How many lines in the rows below contain the string "glowing", with case counting? Reply with the number only.

| RECORD EXTRACTS |
--- BEGIN ---
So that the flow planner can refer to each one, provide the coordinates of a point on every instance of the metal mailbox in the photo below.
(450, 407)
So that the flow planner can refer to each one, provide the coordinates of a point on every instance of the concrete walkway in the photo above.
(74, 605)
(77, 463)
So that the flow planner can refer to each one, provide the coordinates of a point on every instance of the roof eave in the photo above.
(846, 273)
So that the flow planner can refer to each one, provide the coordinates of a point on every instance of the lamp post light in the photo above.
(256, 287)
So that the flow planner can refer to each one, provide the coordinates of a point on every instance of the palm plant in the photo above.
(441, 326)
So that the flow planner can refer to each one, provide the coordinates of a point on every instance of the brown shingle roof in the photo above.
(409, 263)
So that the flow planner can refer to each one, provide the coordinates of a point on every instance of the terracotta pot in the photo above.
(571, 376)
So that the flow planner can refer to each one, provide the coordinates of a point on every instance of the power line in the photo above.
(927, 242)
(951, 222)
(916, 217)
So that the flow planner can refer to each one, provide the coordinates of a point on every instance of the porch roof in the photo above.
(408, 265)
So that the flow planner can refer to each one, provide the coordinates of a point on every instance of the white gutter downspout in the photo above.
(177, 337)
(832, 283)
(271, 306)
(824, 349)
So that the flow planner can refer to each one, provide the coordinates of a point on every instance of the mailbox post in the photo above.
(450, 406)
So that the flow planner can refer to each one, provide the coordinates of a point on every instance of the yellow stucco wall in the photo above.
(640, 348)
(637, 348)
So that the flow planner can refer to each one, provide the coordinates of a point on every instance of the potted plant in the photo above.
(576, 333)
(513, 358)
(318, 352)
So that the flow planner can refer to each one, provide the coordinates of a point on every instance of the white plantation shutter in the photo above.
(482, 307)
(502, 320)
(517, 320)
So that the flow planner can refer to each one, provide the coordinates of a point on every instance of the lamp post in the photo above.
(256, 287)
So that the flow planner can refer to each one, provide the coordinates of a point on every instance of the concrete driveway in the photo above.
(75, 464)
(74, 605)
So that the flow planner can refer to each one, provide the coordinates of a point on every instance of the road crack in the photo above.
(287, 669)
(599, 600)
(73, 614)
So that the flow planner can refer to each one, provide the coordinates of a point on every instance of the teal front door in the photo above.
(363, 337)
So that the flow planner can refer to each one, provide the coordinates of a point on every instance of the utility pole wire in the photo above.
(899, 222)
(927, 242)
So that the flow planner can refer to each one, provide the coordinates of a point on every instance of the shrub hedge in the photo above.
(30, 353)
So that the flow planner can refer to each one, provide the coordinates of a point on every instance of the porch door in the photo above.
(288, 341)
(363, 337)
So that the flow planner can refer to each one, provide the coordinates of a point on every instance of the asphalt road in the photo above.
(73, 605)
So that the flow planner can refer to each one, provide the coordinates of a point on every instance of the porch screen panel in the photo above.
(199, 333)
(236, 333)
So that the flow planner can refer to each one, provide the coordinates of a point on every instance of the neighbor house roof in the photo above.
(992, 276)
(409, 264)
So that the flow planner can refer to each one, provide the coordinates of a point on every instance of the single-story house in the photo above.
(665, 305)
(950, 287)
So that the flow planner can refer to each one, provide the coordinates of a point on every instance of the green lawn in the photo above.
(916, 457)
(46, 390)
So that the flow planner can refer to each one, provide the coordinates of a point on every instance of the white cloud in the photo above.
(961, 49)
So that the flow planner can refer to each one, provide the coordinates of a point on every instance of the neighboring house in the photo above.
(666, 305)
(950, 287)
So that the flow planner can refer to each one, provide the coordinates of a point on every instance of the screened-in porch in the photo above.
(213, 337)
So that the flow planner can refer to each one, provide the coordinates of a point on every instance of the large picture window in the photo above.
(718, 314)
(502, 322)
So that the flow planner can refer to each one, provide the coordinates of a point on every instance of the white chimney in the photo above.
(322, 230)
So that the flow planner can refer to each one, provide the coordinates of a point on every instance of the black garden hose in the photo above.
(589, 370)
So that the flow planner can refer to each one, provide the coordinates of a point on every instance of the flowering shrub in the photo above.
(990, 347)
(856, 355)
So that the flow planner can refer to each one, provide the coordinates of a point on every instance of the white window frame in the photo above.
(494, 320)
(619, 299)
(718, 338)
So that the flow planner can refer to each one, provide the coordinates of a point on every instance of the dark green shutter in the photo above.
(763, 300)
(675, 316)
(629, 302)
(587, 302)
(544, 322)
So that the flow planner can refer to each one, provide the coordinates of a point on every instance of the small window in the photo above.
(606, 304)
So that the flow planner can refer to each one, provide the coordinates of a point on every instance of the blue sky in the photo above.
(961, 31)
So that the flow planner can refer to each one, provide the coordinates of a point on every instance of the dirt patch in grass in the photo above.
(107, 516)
--- END ---
--- BEGIN ---
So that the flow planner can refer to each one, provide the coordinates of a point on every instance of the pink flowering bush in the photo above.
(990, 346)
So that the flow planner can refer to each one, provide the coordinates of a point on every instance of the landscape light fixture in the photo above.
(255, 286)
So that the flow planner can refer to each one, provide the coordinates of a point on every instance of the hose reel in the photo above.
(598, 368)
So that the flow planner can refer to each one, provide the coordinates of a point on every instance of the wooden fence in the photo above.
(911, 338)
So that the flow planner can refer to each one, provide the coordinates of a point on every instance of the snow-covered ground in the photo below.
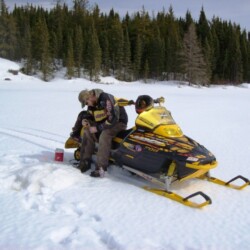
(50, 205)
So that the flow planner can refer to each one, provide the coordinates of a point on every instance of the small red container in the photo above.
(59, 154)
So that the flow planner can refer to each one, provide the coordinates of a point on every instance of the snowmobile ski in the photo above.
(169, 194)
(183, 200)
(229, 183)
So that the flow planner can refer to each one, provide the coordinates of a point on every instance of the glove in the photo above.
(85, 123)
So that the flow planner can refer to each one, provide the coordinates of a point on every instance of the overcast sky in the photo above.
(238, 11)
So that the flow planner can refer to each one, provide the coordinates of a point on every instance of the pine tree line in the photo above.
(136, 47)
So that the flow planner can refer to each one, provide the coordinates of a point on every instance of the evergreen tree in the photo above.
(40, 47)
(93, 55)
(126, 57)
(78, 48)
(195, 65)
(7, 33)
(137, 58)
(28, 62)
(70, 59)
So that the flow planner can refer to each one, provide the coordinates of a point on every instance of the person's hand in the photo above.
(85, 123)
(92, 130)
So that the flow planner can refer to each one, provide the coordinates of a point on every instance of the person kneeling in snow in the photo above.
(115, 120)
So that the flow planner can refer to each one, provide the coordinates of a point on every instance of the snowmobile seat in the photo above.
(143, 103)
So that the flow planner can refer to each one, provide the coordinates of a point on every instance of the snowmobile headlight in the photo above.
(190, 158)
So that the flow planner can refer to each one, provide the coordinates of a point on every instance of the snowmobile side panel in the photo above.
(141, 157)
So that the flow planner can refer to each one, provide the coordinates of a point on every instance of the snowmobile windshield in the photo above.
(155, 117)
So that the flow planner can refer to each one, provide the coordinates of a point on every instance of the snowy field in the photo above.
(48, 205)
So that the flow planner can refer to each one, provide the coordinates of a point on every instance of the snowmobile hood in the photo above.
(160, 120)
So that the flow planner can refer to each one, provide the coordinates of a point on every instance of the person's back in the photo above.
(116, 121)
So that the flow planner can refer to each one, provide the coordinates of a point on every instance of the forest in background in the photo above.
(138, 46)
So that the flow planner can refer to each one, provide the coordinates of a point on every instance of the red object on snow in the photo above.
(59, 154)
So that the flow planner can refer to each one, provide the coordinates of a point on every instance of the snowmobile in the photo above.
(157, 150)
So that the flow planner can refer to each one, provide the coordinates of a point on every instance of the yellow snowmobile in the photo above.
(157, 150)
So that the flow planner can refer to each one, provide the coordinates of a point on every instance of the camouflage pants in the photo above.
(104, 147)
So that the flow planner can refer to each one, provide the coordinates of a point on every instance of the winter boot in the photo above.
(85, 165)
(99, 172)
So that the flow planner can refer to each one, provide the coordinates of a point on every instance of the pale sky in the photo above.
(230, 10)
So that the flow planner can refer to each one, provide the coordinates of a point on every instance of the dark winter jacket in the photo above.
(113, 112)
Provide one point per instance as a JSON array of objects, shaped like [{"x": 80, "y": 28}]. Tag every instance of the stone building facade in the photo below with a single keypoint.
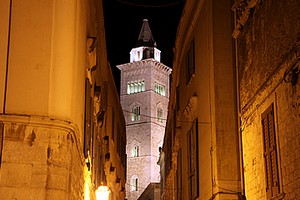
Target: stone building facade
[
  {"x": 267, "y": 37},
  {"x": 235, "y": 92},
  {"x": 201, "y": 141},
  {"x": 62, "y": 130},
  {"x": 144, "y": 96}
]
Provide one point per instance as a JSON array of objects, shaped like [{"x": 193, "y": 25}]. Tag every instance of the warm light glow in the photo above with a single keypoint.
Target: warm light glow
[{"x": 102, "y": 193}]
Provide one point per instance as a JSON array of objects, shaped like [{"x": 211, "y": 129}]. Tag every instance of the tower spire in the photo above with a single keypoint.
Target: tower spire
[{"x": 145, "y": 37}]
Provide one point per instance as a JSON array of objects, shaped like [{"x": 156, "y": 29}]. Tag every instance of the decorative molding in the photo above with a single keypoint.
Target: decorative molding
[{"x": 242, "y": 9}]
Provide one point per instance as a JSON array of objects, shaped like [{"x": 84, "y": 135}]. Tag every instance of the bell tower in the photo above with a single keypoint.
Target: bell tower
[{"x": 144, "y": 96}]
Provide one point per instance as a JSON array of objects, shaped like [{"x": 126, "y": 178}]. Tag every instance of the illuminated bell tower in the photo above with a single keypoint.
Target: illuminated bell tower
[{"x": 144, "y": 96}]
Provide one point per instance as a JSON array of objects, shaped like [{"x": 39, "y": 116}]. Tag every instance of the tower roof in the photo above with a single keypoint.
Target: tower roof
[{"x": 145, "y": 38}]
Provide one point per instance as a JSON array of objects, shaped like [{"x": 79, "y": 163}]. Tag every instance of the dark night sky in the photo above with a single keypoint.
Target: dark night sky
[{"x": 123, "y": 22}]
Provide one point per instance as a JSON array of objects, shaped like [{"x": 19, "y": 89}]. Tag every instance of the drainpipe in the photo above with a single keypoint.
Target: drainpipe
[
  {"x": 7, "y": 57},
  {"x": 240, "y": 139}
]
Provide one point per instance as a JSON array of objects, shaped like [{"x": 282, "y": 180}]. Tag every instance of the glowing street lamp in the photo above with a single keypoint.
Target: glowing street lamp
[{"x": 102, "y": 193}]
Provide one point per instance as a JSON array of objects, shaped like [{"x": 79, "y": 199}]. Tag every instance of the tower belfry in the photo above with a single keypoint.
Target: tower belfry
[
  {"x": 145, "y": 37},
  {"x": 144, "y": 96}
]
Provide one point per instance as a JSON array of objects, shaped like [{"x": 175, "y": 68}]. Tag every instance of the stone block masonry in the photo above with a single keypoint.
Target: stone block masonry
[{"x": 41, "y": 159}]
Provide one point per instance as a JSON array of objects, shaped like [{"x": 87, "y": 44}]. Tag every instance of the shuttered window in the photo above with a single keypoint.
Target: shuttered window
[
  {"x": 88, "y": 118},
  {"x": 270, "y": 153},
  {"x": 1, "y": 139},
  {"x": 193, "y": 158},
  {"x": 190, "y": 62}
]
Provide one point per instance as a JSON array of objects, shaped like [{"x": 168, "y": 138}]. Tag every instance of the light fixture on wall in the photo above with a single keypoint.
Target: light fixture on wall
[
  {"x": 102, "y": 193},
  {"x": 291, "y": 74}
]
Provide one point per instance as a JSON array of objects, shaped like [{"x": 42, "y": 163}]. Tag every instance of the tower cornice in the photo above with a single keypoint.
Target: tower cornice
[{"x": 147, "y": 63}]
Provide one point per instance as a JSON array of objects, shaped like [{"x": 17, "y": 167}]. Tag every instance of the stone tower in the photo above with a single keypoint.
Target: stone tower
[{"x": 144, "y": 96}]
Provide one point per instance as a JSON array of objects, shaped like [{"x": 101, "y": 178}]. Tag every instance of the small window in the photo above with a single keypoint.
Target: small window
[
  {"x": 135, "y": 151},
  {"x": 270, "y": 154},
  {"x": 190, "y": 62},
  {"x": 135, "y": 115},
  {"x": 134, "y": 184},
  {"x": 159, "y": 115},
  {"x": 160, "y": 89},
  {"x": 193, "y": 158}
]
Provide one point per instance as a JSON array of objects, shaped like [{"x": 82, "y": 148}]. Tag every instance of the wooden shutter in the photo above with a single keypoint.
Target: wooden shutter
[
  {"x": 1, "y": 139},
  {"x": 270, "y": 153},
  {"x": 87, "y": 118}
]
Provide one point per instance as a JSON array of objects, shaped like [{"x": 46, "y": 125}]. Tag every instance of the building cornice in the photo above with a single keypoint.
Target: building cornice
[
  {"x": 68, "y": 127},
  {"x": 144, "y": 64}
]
--- END ---
| RESULT |
2